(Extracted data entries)

************

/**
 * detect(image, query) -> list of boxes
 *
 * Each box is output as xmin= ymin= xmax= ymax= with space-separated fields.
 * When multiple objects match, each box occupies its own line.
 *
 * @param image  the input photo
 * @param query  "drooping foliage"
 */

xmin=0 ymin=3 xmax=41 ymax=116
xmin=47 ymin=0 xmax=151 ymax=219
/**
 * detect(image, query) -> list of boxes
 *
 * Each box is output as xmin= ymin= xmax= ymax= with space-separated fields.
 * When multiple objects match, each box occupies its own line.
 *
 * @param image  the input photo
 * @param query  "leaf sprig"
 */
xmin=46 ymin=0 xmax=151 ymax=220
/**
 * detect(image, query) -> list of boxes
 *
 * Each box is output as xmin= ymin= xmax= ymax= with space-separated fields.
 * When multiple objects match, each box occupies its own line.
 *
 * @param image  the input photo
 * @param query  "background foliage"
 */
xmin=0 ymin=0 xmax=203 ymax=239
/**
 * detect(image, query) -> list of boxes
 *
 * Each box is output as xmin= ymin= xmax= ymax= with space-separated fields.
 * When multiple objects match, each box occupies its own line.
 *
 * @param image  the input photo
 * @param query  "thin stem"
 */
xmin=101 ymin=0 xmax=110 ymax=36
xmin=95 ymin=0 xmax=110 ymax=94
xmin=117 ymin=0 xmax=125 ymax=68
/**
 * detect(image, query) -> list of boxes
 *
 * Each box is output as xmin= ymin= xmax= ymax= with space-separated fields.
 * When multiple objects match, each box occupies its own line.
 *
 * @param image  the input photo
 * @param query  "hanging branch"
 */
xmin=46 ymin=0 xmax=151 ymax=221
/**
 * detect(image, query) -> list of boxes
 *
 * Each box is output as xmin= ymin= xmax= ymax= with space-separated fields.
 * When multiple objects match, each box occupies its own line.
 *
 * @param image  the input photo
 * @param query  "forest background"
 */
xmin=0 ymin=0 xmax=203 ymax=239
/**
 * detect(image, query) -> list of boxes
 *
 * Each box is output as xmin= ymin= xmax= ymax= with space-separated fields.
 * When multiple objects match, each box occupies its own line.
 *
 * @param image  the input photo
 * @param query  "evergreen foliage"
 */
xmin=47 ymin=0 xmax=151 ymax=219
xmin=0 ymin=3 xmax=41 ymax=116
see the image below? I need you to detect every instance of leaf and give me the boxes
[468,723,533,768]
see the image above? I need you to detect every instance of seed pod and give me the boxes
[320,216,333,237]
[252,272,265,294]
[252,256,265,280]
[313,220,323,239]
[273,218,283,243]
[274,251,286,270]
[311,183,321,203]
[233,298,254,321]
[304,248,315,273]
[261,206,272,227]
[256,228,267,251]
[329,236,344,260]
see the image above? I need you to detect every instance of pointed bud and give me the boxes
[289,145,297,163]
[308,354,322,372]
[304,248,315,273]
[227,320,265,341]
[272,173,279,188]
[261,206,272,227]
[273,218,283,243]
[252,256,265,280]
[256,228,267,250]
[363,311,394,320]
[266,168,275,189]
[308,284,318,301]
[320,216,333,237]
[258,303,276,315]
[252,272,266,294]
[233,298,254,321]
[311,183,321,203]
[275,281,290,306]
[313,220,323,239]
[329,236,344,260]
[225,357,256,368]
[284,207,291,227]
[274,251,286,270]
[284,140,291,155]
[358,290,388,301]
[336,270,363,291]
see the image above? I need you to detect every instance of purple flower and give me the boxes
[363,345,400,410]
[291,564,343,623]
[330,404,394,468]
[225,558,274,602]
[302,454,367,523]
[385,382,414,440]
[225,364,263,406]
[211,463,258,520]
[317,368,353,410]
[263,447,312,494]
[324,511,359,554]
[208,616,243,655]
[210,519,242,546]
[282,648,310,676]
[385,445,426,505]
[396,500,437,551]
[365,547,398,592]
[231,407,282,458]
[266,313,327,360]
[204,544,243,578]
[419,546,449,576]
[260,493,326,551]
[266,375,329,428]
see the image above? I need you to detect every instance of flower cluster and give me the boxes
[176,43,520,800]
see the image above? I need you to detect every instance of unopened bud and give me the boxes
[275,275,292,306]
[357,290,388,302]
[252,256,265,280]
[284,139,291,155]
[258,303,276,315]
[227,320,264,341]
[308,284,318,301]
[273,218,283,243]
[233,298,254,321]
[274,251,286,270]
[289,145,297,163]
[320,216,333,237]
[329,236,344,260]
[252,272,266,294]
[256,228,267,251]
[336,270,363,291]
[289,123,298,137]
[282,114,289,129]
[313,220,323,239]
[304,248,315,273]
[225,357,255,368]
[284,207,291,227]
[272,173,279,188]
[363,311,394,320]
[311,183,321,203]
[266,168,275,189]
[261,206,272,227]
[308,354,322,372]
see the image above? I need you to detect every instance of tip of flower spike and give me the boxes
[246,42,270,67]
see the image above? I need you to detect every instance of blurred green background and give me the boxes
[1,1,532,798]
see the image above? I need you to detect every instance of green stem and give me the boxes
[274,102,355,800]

************

● WHAT NEEDS TO BE DONE: Every line of data must be returned unchanged.

● WORKED SOLUTION:
/**
 * detect(image, query) -> list of boxes
 *
 * Each box is output as xmin= ymin= xmax= ymax= with space-separated fields.
 * When multiple objects match, each box occupies its own line.
 *
 * @param image  the input photo
 * @param query  "drooping foliage"
 */

xmin=0 ymin=3 xmax=41 ymax=116
xmin=47 ymin=0 xmax=151 ymax=219
/**
 * detect(image, query) -> list of boxes
 *
 * Each box is output as xmin= ymin= xmax= ymax= with space-separated fields.
 * When multiple objects match, each box occupies its own line.
 *
 * @param image  the input photo
 * @param query  "leaf sprig"
 */
xmin=46 ymin=0 xmax=151 ymax=220
/**
 * detect(image, query) -> list of boxes
 *
 * Each box is output as xmin= ymin= xmax= ymax= with space-separated fields.
 * When multiple objects match, each box occupies its own line.
 *
 * @param image  the input photo
 * @param query  "background foliage"
 */
xmin=0 ymin=0 xmax=203 ymax=239
/**
 * detect(image, query) -> list of boxes
 *
 * Each box is output as xmin= ymin= xmax= ymax= with space-separated fields.
 * When multiple objects match, each box occupies its own line.
 *
 * @param image  the input photo
 * @param query  "thin stem"
 */
xmin=101 ymin=0 xmax=110 ymax=36
xmin=95 ymin=0 xmax=110 ymax=94
xmin=117 ymin=0 xmax=125 ymax=68
/**
 * detect(image, query) -> list of boxes
 *
 * Each box is output as xmin= ymin= xmax= ymax= with space-separated fields.
 * When multiple objects match, each box occupies its own line.
 *
 * @param image  the input photo
 * @param query  "hanging branch"
 */
xmin=46 ymin=0 xmax=151 ymax=221
/**
 * detect(image, query) -> list of boxes
 *
 * Each box is output as xmin= ymin= xmax= ymax= with space-separated fields.
 * When multiple objects match, each box occupies its own line.
 *
 * @param image  the input photo
 * @param query  "forest background"
 */
xmin=0 ymin=0 xmax=203 ymax=239
/**
 * detect(image, query) -> list of boxes
 *
 * Each box is output as xmin= ymin= xmax= ymax= with space-separated fields.
 * When multiple objects match, each box occupies its own line.
 *
 * @param image  the input photo
 * @param query  "evergreen foliage"
 */
xmin=47 ymin=0 xmax=151 ymax=219
xmin=0 ymin=3 xmax=41 ymax=116
see the image below? I need you to detect every instance of leaf and give me the boxes
[468,723,533,768]
see the image above? I need you to detect every instance of seed pod and give me the boxes
[320,216,333,237]
[252,272,265,294]
[252,256,265,280]
[313,220,323,239]
[273,218,283,243]
[274,251,286,270]
[311,183,321,203]
[233,298,254,321]
[304,248,315,273]
[261,206,272,227]
[256,228,267,251]
[329,236,344,260]
see the image above? I need you to detect every instance of pointed bud and give me the boxes
[289,145,297,163]
[308,354,322,372]
[304,248,315,273]
[227,320,265,341]
[272,173,279,188]
[261,206,272,227]
[273,218,283,243]
[252,256,265,280]
[256,228,267,250]
[363,311,394,320]
[266,168,275,189]
[308,284,318,301]
[320,216,333,237]
[258,303,276,315]
[252,272,266,294]
[233,298,254,321]
[311,183,321,203]
[275,281,290,306]
[313,220,323,239]
[329,236,344,260]
[225,357,256,368]
[284,207,291,227]
[274,251,286,270]
[284,140,291,155]
[358,290,388,301]
[336,270,363,291]
see the image above? I need you to detect every instance of purple flower and give me the boxes
[363,345,400,410]
[291,564,343,623]
[330,404,394,468]
[225,558,274,602]
[302,454,367,523]
[385,382,414,440]
[225,364,263,406]
[211,463,258,520]
[317,368,353,410]
[263,447,312,494]
[324,511,359,554]
[208,616,243,655]
[210,519,242,546]
[282,648,310,676]
[385,445,426,505]
[396,500,437,551]
[365,547,398,592]
[231,407,282,458]
[266,313,327,360]
[204,544,243,578]
[419,546,449,576]
[260,493,326,551]
[266,375,329,428]
see the image above? I need you to detect every instance of flower cluster and give me the boxes
[176,43,520,800]
see the image above? I need you to detect every instance of unopened bud and give me the boxes
[275,275,292,306]
[357,290,388,302]
[252,256,265,280]
[284,139,291,155]
[258,303,276,315]
[227,320,264,341]
[308,284,318,301]
[273,218,283,243]
[233,298,254,321]
[274,251,286,270]
[289,145,297,163]
[320,216,333,237]
[329,236,344,260]
[252,272,266,294]
[256,228,267,251]
[336,270,363,291]
[289,123,298,137]
[282,114,289,129]
[313,220,323,239]
[304,248,315,273]
[225,357,255,368]
[284,207,291,227]
[272,173,279,188]
[363,311,394,320]
[311,183,321,203]
[266,168,275,189]
[261,206,272,227]
[308,354,322,372]
see the image above? I need you to detect every instance of tip of flower spike and give me the boxes
[246,42,270,67]
see the image above? I need you to detect every instance of blurred green background and give me the boxes
[1,1,532,798]
see the image above? I need you to detect every instance of green stem and give me the boxes
[274,102,355,800]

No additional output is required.